### [WRITTEN INSTRUCTION]
Begin at the row that contains "I need you to locate the white wall" and copy every row through the last one, requests included, offsetting each bounding box coordinate in the answers by 112.

### [GIVEN ENTRIES]
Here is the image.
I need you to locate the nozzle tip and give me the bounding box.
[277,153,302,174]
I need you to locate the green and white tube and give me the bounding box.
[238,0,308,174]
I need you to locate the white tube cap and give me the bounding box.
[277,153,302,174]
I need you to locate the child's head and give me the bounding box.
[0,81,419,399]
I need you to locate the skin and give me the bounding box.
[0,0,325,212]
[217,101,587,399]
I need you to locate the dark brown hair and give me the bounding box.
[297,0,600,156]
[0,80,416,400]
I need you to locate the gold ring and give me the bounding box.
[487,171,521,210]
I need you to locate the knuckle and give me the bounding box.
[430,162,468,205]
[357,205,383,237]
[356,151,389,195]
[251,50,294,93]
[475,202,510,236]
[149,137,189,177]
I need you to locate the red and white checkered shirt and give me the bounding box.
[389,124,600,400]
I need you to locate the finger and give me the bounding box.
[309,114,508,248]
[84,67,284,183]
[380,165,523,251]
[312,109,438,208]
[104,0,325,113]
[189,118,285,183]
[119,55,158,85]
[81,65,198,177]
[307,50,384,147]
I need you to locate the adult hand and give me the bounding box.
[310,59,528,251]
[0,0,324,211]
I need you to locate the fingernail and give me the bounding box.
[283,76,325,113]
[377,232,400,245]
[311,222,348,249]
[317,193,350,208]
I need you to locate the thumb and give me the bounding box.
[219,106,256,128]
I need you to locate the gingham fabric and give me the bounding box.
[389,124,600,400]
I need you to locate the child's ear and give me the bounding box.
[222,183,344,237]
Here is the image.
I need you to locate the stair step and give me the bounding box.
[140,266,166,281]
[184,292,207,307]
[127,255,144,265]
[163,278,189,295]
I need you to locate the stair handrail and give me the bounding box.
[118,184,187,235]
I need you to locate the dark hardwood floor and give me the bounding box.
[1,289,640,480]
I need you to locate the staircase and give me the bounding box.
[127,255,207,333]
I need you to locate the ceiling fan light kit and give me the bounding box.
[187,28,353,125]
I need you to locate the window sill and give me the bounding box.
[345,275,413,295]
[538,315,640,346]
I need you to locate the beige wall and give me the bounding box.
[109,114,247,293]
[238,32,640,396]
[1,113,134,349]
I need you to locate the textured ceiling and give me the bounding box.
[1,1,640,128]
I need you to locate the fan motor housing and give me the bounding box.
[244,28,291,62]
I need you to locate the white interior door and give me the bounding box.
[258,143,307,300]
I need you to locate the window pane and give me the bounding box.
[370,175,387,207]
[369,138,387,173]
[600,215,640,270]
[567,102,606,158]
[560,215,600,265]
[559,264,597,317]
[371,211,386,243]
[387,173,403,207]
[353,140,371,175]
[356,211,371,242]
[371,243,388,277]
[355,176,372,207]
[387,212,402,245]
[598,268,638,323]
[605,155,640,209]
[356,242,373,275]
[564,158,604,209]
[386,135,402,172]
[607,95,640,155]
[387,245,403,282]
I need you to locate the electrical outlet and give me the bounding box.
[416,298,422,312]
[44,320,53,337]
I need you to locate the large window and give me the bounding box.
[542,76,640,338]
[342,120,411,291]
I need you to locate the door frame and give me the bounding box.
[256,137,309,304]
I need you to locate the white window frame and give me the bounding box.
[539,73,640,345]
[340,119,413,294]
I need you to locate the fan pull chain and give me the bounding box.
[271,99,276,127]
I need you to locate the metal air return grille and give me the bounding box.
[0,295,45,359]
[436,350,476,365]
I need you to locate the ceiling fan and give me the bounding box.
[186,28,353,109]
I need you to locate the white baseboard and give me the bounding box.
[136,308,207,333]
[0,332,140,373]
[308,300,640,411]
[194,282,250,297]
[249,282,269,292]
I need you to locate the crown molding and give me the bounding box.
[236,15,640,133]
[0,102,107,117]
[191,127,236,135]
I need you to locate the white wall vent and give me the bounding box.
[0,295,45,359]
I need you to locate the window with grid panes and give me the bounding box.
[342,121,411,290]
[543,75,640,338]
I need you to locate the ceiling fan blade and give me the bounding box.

### [FINAL RESULT]
I need you to locate the white wall vent and give me the bounding box.
[112,407,157,471]
I need you to locate the window with grid panes and give me the bounding box.
[454,233,523,402]
[655,187,752,450]
I need you to locate the ceiling fan blade and give me the bounding box.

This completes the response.